(Objective A) Write out the records from the line with "Expected behaviour: for every instance of the dog's chin, pick" to the line with "x=356 y=340", requests included. Move each answer point by adding 38 to both its x and y coordinates, and give only those lines.

(Document text)
Jose Mourinho – Chelsea

The self anointed ‘Special One’ returned to Chelsea for a second spell and duly delivered the 2015 Premier League title in his second season back. All seemed set fair for another trophy-laden term in office but things quickly disintegrated not least his fragile temperament. A very public row with the club doctor Evas Carneiro and woeful results plus certain players growing disenchanted with the Portuguese handler resulted in the unthinkable happening and his leaving the club in December 2015 by ‘mutual consent’.   

Cesar Luis Menotti – Argentina

Chain smoking long-haired coach who despite the permanent smoke clouds emanating from the dugout could see clearly enough of what was going on on the pitch to mastermind the 1978 side captained by Daniel Passarella to World Cup success at home.  Menotti stayed on for their 1982 title defence but they lost to Belgium in their first game. An early return home for a side including young talent Diego Maradona but a labouring ageing defence came after defeats to eventual winners Italy and bitter rivals Brazil in the second round group stage. Menotti had run out of puff.    

Jupp Heynckes – Real Madrid

Real Madrid are not renowned for sparing a manager’s feelings or career and Heynckes can attest to that more than anyone. The German handler brought ‘the meringues’ their seventh European Cup trophy — and first in 32 years — in defeating Juventus in 1998. Ecstasy turned to misery as with a singular lack of gratitude Real sacked him days later for finishing fourth in the league. He had the last laugh years later, ending his career by guiding Bayern Munich to the treble of the league title, Cup and Champions League.

(Objective B) Give back the passage of the text on football managers from "Real Madrid are" to "and Champions League.", word for word.

(Extracted data)
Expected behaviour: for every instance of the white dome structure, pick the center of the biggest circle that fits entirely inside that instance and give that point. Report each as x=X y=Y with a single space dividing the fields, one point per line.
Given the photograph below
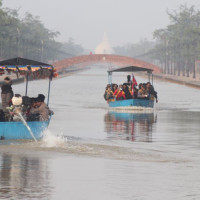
x=104 y=47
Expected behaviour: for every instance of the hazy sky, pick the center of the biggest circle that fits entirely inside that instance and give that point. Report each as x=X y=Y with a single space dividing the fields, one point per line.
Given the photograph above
x=125 y=21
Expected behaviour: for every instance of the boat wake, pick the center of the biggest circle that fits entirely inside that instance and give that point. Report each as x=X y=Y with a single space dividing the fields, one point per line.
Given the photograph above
x=51 y=140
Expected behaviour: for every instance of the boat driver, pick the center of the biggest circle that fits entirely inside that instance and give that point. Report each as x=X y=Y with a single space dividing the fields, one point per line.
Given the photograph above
x=40 y=108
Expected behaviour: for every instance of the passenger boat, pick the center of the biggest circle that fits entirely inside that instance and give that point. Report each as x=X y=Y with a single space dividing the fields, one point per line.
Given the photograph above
x=29 y=69
x=132 y=104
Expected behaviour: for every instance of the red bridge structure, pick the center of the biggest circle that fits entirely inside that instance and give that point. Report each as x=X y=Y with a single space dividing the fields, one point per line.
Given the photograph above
x=113 y=60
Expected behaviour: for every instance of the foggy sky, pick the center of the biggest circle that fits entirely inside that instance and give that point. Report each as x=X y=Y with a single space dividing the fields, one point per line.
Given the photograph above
x=125 y=21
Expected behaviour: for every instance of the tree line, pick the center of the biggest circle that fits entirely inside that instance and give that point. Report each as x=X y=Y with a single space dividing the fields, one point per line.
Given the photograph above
x=177 y=47
x=29 y=38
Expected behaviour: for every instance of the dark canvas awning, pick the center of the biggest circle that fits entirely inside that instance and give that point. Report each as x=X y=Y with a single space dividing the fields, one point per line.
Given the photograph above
x=132 y=69
x=22 y=66
x=22 y=61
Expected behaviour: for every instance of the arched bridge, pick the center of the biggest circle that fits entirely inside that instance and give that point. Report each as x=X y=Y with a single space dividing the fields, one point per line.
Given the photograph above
x=115 y=60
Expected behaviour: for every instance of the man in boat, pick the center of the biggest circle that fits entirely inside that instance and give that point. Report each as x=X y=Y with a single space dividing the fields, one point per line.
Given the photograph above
x=142 y=93
x=6 y=95
x=108 y=95
x=126 y=91
x=40 y=108
x=151 y=92
x=119 y=94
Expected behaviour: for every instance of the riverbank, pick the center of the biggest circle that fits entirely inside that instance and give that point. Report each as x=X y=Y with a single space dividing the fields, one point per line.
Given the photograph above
x=183 y=80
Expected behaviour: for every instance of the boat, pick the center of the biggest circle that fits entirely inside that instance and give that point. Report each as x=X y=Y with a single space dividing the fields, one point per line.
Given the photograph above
x=29 y=69
x=132 y=104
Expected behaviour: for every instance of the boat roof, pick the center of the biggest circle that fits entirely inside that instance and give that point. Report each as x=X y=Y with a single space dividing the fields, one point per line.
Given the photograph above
x=22 y=61
x=132 y=69
x=23 y=66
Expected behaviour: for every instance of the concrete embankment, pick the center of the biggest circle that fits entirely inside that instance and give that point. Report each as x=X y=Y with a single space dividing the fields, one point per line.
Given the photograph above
x=183 y=80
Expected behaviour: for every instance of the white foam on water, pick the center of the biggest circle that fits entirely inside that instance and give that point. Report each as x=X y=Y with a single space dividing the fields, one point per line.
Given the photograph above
x=51 y=140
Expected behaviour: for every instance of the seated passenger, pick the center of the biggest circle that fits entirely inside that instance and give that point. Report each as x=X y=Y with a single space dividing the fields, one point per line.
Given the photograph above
x=126 y=91
x=108 y=96
x=142 y=93
x=129 y=82
x=115 y=89
x=151 y=92
x=135 y=93
x=40 y=109
x=120 y=95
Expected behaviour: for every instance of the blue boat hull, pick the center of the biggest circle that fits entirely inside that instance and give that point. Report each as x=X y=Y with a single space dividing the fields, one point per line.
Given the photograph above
x=141 y=103
x=17 y=130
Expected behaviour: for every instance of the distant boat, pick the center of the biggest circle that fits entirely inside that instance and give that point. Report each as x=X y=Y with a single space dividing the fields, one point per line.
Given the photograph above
x=25 y=67
x=131 y=104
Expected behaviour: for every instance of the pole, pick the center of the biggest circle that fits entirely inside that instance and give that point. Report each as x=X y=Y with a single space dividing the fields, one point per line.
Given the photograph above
x=27 y=126
x=50 y=79
x=26 y=84
x=152 y=79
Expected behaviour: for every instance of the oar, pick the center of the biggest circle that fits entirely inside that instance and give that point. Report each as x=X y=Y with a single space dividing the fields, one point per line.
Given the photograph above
x=27 y=126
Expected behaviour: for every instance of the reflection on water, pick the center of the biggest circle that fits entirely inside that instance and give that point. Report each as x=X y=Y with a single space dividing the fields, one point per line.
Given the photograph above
x=130 y=126
x=22 y=177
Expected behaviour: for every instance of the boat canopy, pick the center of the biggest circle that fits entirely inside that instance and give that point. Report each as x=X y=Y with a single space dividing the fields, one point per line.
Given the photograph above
x=22 y=66
x=131 y=69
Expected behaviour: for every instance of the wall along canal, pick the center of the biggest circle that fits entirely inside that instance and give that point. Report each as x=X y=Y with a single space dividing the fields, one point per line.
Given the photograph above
x=90 y=152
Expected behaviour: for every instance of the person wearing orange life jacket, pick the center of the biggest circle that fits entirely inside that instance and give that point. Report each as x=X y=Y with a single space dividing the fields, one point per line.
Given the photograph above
x=120 y=95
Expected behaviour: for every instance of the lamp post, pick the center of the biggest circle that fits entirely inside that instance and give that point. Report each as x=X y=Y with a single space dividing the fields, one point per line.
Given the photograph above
x=42 y=49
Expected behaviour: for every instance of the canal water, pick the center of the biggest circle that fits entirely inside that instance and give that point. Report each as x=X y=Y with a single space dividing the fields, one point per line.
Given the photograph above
x=91 y=152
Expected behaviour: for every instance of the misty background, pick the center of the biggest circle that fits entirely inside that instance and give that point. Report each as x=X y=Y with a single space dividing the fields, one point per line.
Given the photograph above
x=165 y=33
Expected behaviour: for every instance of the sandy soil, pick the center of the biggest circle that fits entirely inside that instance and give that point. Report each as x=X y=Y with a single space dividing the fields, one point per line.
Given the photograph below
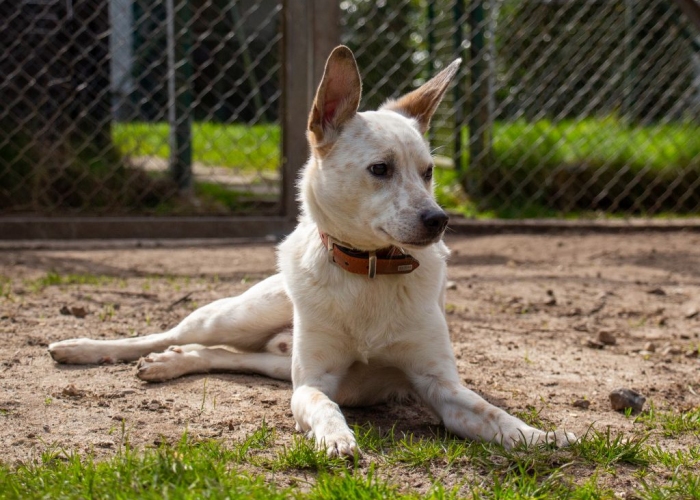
x=522 y=312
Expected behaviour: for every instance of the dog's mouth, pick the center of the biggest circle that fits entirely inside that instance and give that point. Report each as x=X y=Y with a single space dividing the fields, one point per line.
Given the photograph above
x=413 y=244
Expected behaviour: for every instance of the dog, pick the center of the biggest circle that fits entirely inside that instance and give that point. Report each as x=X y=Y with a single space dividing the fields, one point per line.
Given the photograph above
x=362 y=319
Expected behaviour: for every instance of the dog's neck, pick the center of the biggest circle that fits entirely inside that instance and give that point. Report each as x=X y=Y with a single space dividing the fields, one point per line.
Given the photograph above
x=389 y=260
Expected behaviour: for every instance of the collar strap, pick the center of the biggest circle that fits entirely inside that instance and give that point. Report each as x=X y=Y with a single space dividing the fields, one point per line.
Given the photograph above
x=391 y=260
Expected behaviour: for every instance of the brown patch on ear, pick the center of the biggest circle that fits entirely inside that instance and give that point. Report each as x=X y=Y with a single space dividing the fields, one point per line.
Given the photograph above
x=337 y=97
x=422 y=102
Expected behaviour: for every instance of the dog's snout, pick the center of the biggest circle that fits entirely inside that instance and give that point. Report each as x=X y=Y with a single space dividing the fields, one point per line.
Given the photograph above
x=434 y=220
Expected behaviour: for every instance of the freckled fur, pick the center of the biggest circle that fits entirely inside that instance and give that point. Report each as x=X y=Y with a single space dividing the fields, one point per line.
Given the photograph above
x=355 y=340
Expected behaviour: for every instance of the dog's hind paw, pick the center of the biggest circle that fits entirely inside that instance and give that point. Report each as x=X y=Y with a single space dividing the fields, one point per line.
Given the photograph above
x=173 y=363
x=79 y=352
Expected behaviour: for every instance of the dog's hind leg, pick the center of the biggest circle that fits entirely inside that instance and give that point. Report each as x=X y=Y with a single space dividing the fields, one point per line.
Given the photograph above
x=178 y=361
x=246 y=322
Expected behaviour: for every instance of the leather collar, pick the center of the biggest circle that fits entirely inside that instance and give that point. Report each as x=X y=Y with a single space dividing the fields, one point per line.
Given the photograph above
x=390 y=260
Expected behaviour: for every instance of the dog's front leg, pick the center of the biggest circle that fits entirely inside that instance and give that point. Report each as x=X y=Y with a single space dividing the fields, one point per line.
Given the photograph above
x=316 y=373
x=431 y=368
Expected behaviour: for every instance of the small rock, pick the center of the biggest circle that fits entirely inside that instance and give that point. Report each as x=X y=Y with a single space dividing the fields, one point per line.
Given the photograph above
x=72 y=392
x=78 y=312
x=606 y=337
x=622 y=399
x=594 y=344
x=691 y=312
x=671 y=351
x=582 y=403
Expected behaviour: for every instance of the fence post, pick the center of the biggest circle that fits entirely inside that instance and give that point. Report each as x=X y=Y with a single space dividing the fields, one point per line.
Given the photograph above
x=480 y=107
x=179 y=94
x=457 y=41
x=311 y=29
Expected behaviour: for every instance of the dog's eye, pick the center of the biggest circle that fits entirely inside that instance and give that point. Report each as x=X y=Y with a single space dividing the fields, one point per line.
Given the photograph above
x=379 y=170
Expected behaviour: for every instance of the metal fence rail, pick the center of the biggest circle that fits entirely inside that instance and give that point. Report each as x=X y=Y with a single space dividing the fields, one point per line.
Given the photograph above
x=197 y=107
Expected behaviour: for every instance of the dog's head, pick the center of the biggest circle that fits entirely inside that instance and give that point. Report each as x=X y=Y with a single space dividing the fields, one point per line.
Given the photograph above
x=369 y=181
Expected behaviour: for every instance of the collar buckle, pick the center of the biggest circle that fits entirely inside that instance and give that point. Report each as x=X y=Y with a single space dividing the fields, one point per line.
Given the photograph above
x=372 y=271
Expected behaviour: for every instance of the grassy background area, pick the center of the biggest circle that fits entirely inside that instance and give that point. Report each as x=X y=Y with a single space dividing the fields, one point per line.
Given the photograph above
x=537 y=169
x=241 y=147
x=444 y=467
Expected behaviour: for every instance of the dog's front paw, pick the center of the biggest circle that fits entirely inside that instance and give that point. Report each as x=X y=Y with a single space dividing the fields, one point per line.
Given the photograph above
x=162 y=366
x=79 y=352
x=530 y=436
x=339 y=444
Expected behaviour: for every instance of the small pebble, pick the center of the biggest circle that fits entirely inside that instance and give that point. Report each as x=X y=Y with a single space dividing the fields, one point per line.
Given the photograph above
x=606 y=337
x=594 y=344
x=671 y=351
x=691 y=312
x=582 y=403
x=621 y=399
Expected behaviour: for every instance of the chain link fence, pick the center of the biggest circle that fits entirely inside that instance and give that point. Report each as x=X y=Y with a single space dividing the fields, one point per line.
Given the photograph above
x=143 y=107
x=562 y=107
x=139 y=106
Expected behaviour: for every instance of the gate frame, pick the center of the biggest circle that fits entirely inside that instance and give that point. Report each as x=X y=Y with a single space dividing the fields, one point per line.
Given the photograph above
x=310 y=30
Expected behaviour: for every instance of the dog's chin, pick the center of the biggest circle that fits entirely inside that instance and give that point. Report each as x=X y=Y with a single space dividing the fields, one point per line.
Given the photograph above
x=413 y=244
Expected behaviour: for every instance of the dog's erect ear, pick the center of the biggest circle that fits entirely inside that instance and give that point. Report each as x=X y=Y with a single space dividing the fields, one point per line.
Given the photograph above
x=337 y=97
x=422 y=102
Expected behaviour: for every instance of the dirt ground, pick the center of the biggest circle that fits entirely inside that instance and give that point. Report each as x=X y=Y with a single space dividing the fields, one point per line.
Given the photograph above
x=522 y=311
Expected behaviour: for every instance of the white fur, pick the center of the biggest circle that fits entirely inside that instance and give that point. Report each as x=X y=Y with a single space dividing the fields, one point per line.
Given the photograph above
x=356 y=340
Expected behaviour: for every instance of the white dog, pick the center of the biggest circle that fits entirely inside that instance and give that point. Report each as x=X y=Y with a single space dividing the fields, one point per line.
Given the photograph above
x=367 y=318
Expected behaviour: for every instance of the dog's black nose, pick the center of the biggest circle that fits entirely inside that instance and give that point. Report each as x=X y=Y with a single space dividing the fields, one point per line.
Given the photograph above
x=434 y=220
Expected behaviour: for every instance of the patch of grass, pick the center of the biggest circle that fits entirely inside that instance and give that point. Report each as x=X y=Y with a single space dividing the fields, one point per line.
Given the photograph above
x=672 y=424
x=688 y=458
x=187 y=470
x=5 y=287
x=303 y=455
x=453 y=468
x=606 y=449
x=682 y=486
x=241 y=147
x=52 y=278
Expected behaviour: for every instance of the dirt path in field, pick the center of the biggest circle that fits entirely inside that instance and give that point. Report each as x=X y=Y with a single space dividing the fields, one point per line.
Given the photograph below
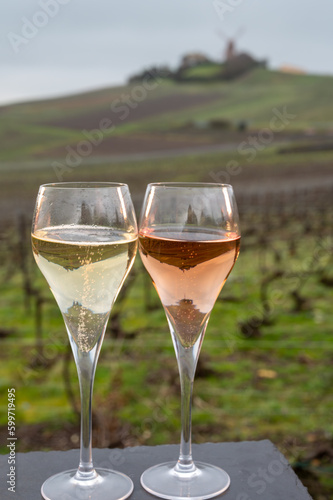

(Exercise result A)
Expected behaviour: for every instance of the dog's chin, pick the center of the biggest circle that fits entirely inside that instance and give that point. Report each as x=X y=Y with a single space dividing the fields, one point per line.
Given the photograph above
x=451 y=282
Expected behaviour: for every instance of the dog's erect ear, pick the center of the biggest circle that fits entirely inside that instance and give that point. Report each as x=X y=Y with a single space dividing the fields, one point per line.
Given the photograph above
x=375 y=135
x=460 y=140
Expected behaviour: for every instance of the dirt ground, pick the center of the biggest circle that fits entirely inside that instance and give that point. Report each as x=X y=Y with a single space dividing the fields, one point per line.
Given the photograph above
x=560 y=349
Expected behaviour: for every instance of the white fur, pick the center of the biggest circle that fits entirely inside that instance and give that point. Report each as x=X y=Y with a single space dividing the fields, one point per line.
Given the photograph above
x=394 y=378

(Exercise result B)
Real Madrid are not renowned for sparing a manager’s feelings or career and Heynckes can attest to that more than anyone. The German handler brought ‘the meringues’ their seventh European Cup trophy — and first in 32 years — in defeating Juventus in 1998. Ecstasy turned to misery as with a singular lack of gratitude Real sacked him days later for finishing fourth in the league. He had the last laugh years later, ending his career by guiding Bayern Munich to the treble of the league title, Cup and Champions League.